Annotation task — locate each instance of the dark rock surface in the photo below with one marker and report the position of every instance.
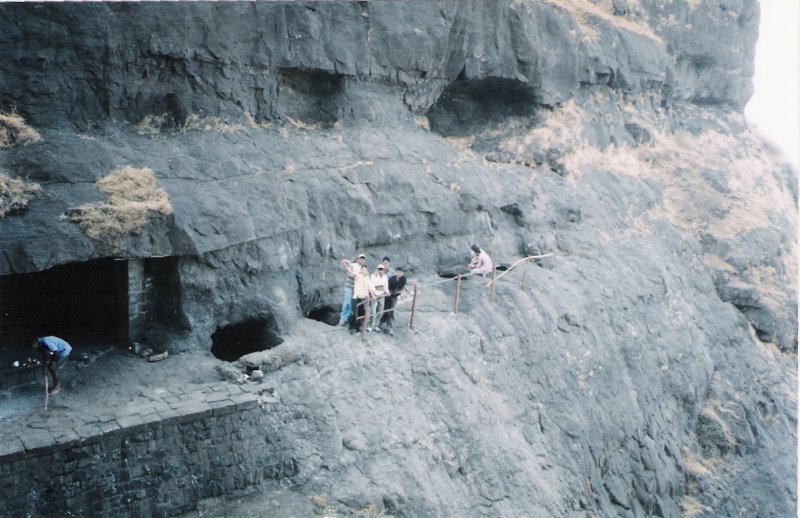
(648, 369)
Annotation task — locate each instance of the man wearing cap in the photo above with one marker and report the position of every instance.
(397, 283)
(379, 289)
(388, 268)
(350, 270)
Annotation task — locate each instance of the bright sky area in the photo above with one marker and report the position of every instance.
(775, 105)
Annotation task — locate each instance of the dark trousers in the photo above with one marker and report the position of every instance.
(387, 320)
(357, 317)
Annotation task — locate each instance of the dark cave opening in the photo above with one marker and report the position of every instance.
(84, 303)
(310, 96)
(231, 342)
(468, 106)
(326, 314)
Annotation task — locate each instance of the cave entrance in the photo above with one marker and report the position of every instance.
(470, 106)
(85, 303)
(231, 342)
(326, 314)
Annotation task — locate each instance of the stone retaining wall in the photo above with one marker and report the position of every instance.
(147, 466)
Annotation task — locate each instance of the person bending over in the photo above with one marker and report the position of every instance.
(54, 352)
(481, 263)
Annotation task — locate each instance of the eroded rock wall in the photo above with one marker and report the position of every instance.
(647, 369)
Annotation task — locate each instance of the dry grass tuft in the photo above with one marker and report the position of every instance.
(691, 506)
(157, 124)
(422, 122)
(132, 198)
(694, 466)
(584, 11)
(15, 132)
(15, 194)
(212, 124)
(302, 125)
(151, 124)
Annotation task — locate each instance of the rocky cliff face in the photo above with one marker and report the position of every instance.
(648, 368)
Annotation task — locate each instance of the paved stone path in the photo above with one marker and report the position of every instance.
(119, 390)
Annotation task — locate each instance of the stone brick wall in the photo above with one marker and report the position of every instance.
(148, 466)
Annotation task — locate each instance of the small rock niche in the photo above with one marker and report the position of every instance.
(231, 342)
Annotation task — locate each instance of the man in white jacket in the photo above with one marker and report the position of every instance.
(378, 290)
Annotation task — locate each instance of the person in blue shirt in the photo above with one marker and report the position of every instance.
(54, 352)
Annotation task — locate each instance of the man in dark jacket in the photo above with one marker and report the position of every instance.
(397, 283)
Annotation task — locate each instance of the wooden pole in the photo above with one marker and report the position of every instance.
(525, 274)
(491, 293)
(458, 294)
(46, 395)
(515, 264)
(413, 308)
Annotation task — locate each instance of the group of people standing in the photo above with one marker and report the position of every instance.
(380, 290)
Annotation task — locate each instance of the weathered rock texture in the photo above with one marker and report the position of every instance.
(647, 369)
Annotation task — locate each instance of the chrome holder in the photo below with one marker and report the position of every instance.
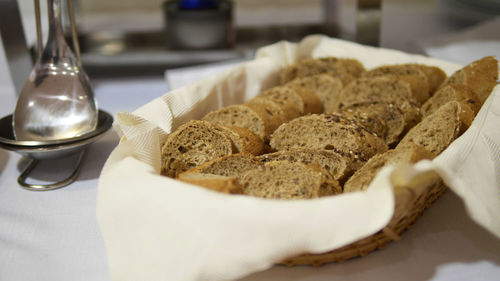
(44, 187)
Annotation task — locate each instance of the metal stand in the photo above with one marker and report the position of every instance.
(44, 187)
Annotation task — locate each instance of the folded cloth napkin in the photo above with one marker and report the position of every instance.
(157, 228)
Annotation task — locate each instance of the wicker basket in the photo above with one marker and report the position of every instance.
(410, 204)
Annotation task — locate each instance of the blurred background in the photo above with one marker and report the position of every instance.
(128, 37)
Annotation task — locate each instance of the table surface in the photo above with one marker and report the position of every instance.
(55, 236)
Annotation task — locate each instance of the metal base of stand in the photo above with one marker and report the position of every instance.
(44, 187)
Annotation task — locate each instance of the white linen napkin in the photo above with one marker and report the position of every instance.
(157, 228)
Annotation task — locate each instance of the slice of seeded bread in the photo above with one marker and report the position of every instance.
(388, 89)
(193, 144)
(234, 165)
(436, 131)
(366, 118)
(416, 78)
(257, 118)
(452, 92)
(481, 76)
(274, 110)
(217, 183)
(408, 154)
(289, 180)
(435, 75)
(392, 116)
(336, 67)
(338, 166)
(244, 140)
(382, 89)
(300, 98)
(326, 87)
(333, 132)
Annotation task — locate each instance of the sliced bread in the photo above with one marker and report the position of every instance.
(435, 75)
(333, 132)
(244, 140)
(337, 67)
(301, 98)
(193, 144)
(289, 180)
(452, 92)
(436, 131)
(393, 117)
(233, 165)
(367, 118)
(326, 87)
(261, 120)
(382, 89)
(481, 76)
(417, 80)
(338, 166)
(362, 178)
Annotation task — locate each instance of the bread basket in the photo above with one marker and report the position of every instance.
(142, 214)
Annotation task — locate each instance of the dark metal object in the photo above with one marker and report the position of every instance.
————————
• _Problem description_:
Would you return the data exactly as written, without the pictures?

• _Solved problem_:
Annotation task — locate each instance of the dark rock surface in the photo below with one marker and report the position of every instance.
(648, 369)
Annotation task — locate each instance of the man wearing cap in the photo above with one marker and report the position of every instance.
(397, 283)
(379, 289)
(388, 268)
(350, 270)
Annotation task — locate each instance of the bright sky area in the photo above with one marker and report the position of every instance.
(775, 105)
Annotation task — locate each instance of the dark trousers in the photo above with one marker and report the position of every instance.
(387, 320)
(357, 317)
Annotation task — locate each instance of the dark cave opening in the photo above with one marker and report the position of every instance.
(84, 303)
(310, 96)
(231, 342)
(468, 106)
(326, 314)
Annotation task — locate each instance of the cave entrance in the photo above with one marker and report the position of every instance.
(470, 106)
(85, 303)
(231, 342)
(326, 314)
Annotation task — locate each instance of the stone retaining wall in the photo above with one marker and report the position of every instance.
(147, 466)
Annotation task — locate each instance of the person bending over in the photo above with one marker and report the position of every instance.
(54, 352)
(481, 263)
Annotation task — locate each instance of the eroded rock wall in the photo above with one marker and report the position of every instance.
(647, 369)
Annotation task — locate each instance of the dry grass tuft in the photo above with one marker and report the position of every instance.
(691, 506)
(157, 124)
(422, 122)
(132, 198)
(694, 466)
(584, 11)
(15, 132)
(15, 194)
(212, 124)
(302, 125)
(151, 124)
Annotation task — locate each instance of the rocky cliff face in the photo above with one marker and report the position of every instance.
(648, 368)
Annotation task — locate each instance of the paved stone path in the photo above with one marker and report the position of every instance.
(119, 390)
Annotation task — locate each instance of the stone brick wall in the photo above with one marker and report the position of every instance.
(148, 466)
Annotation task — locate each instance of the small rock niche in the photo above with one marker and report the position of every instance.
(231, 342)
Annotation task — locate each instance of the man in white jacket in the photo above with one marker and report the position of every instance.
(378, 290)
Annotation task — locate each instance of the person in blue shirt in the photo above with one marker and report the position of every instance.
(54, 352)
Annotation task — locate each instance of the man in dark jacket in the photo above with one marker and report the position of every instance.
(397, 283)
Annotation task — locate each instance of the wooden pole in the photo above with one marker and report the position of every instance.
(525, 274)
(491, 293)
(458, 294)
(46, 395)
(515, 264)
(413, 308)
Annotation task — locate each instance of the group of people standing in the photo above with one marker and report the position of every instance.
(380, 290)
Annotation task — locate each instance of the weathered rock texture in the photo above with one marker and report the position of every instance.
(647, 369)
Annotation task — locate each instance of the chrome holder in the photo below with one marker and report the position of every instance.
(44, 187)
Annotation task — locate each instance of the metal stand in the photo above with one marker and report the position of every instance.
(44, 187)
Annotation task — locate each instance of the folded cloth napkin in the photo above with one marker and report the position of every instance.
(157, 228)
Annotation task — locate each instance of the wicker basket in the photo above with one marker and report the position of every instance.
(410, 204)
Annotation task — locate each instance of the blurred background in the photo above with one marker and report the position of every instance.
(128, 37)
Annotation task — locate each instance of the table surface in the photo above with one marker and report the position of every instance.
(55, 236)
Annotation task — locate each instance of the metal base of stand in the photo above with one marker and report the position of every instance.
(44, 187)
Annotation task — locate each instance of the white linen napkin in the photo above with one marker and report the position of every instance.
(157, 228)
Annotation task — locate each instance of the slice of seeded bread in the photo above with one marker and report the position of every instance.
(388, 89)
(193, 144)
(234, 165)
(436, 131)
(366, 118)
(416, 78)
(257, 118)
(452, 92)
(481, 76)
(274, 110)
(217, 183)
(408, 154)
(289, 180)
(435, 75)
(392, 116)
(336, 67)
(338, 166)
(244, 140)
(382, 89)
(300, 98)
(326, 87)
(333, 132)
Annotation task — locate each instance of the sliced bread in the photo above with one marker and report the position of every instance.
(435, 75)
(333, 132)
(244, 140)
(337, 67)
(301, 98)
(193, 144)
(289, 180)
(452, 92)
(436, 131)
(393, 117)
(233, 165)
(367, 118)
(326, 87)
(261, 120)
(382, 89)
(481, 76)
(417, 80)
(338, 166)
(362, 178)
Annotation task — locate each instance of the bread basket in the photo above with one marker and report the position of every instance.
(142, 214)
Annotation task — locate each instance of the dark metal object in the photo above with one marker and report the position of every instance.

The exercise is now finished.